▶ Objectif
Recopiez à l'identique le passage de l'extrait de texte qui va de « La France condamne » jusqu'à « Défense Hervé Morin. » inclus.

▶ Extrait de texte
^^^^^^^^^^^^^^^^
En quelques jours à peine, ils ont traversé tout le pays. Samedi matin, ils étaient aux portes de la capitale, N'Djamena, et des Français présents sur place et joints par téléphone par les télévisions et radios évoquaient des tirs d'arme lourde aux portes de la ville. A présent, les rebelles se sont emparés de la capitale tchadienne : la chute de N'Djamena a été annoncée samedi en fin de matinée de source militaire. "Toute la ville est entre les mains des rebelles. Il n'y a plus que des combats de nettoyage", a indiqué cette source.
Quant au président Idriss Déby, il est retranché dans le bâtiment de la présidence, près duquel des combats ont été signalés entre forces gouvernementales et rebelles. Le président a tenté pendant une demi-heure, apparemment sans succès, de desserrer l'étau de la rebellion qui l'encercle, en faisant tirer des chars le protégeant. "Idriss Deby est encerclé, il peut se rendre s'il le souhaite", a déclaré un responsable de la rebellion. Selon lui, la rébellion tchadienne envisagerait même d'attaquer le bâtiment présidentiel.
La France condamne l'action des rebelles
Face à la dégradation rapide de la situation, l'Union africaine, qui condamne l'attaque des rebelles, a mandaté le président congolais et le dirigeant libyen Mouammar Kadhafi pour "trouver une solution négociée". Le président Idriss Deby Itno, chef militaire arrivé au pouvoir par les armes en 1990, avait regagné N'Djamena vendredi lorsque ses forces n'avaient pas réussi à stopper l'avancée des rebelles lors de violents affrontements à une cinquantaine de kilomètres au nord de la capitale. Depuis, il s'est longuement entretenu au téléphone avec Nicolas Sarkozy, qui a ensuite fait le point avec le ministre de la Défense Hervé Morin.
^^^^^^^^^^^^^^^^
▶ Données extraites
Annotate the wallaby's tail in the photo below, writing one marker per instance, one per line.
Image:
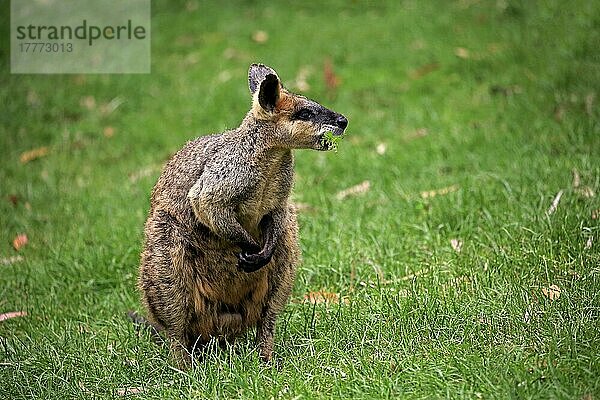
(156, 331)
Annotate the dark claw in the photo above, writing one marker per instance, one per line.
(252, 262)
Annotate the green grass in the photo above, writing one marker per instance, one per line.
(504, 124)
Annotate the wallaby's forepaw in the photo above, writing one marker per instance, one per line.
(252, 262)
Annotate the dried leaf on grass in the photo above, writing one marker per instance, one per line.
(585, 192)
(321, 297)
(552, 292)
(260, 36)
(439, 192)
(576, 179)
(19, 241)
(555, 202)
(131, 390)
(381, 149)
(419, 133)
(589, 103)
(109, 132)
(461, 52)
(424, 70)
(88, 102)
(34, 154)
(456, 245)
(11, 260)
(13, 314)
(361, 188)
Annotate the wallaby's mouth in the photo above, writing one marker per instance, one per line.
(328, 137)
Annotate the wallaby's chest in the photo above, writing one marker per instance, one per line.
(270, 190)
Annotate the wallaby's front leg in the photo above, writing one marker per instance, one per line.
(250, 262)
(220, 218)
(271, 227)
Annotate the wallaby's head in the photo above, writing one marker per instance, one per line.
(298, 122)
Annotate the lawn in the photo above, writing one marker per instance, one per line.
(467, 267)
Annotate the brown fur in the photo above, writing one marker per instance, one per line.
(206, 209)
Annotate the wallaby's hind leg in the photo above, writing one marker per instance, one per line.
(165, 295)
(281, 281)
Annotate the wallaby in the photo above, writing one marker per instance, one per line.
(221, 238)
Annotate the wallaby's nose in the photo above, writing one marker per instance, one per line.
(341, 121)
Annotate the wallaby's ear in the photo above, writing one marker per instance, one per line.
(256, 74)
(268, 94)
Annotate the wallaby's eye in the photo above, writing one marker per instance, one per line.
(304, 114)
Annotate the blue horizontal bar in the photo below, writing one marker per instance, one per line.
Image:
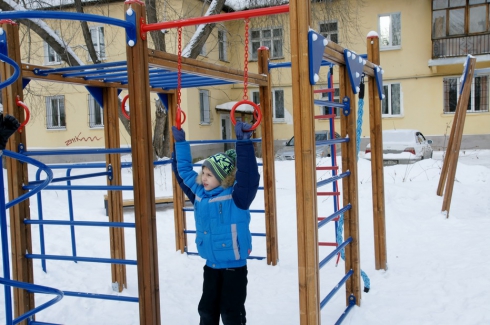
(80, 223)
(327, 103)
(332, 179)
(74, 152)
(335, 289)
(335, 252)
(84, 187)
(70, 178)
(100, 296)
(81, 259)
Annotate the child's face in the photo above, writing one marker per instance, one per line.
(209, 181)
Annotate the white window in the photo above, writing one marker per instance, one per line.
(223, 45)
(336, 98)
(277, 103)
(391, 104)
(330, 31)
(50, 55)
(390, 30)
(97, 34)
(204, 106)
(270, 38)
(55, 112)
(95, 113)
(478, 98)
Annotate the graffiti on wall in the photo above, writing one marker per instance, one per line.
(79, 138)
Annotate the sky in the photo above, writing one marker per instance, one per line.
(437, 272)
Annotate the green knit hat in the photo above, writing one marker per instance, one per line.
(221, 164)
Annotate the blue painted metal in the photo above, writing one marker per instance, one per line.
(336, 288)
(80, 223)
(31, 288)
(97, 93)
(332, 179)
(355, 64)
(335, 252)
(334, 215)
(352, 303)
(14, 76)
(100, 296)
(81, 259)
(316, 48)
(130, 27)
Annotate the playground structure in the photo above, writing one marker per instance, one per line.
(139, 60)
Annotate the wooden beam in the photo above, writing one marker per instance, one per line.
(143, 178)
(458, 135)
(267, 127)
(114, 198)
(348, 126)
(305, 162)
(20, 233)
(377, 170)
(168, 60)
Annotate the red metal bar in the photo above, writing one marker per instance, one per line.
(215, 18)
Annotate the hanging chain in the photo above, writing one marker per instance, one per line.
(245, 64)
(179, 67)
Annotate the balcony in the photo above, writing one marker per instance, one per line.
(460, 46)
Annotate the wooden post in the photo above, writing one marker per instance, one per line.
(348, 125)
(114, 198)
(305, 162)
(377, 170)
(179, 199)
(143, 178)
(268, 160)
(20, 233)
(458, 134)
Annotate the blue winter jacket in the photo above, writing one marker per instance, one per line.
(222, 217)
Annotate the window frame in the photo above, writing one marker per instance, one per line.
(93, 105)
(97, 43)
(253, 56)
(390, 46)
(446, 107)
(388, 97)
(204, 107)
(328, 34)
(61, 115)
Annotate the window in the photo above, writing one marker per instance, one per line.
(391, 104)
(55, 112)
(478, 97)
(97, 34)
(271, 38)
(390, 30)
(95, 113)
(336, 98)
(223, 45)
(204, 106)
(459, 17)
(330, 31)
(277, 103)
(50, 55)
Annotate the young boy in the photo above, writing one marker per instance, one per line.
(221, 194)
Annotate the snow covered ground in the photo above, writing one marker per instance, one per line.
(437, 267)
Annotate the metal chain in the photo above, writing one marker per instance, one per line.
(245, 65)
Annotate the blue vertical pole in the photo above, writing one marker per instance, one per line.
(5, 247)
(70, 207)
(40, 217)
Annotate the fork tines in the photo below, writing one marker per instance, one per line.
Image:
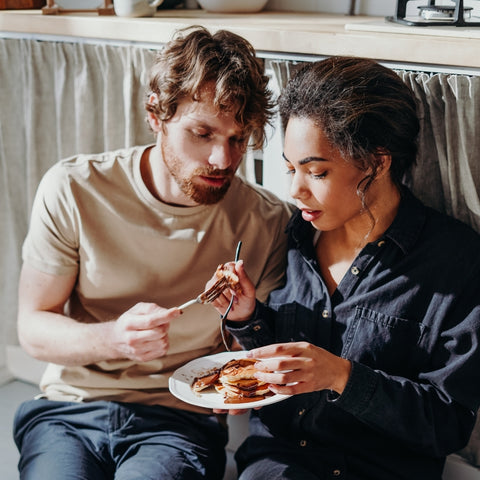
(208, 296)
^^^^^^^^^^^^^^^^
▶ Réponse correcte
La France condamne l'action des rebelles
Face à la dégradation rapide de la situation, l'Union africaine, qui condamne l'attaque des rebelles, a mandaté le président congolais et le dirigeant libyen Mouammar Kadhafi pour "trouver une solution négociée". Le président Idriss Deby Itno, chef militaire arrivé au pouvoir par les armes en 1990, avait regagné N'Djamena vendredi lorsque ses forces n'avaient pas réussi à stopper l'avancée des rebelles lors de violents affrontements à une cinquantaine de kilomètres au nord de la capitale. Depuis, il s'est longuement entretenu au téléphone avec Nicolas Sarkozy, qui a ensuite fait le point avec le ministre de la Défense Hervé Morin.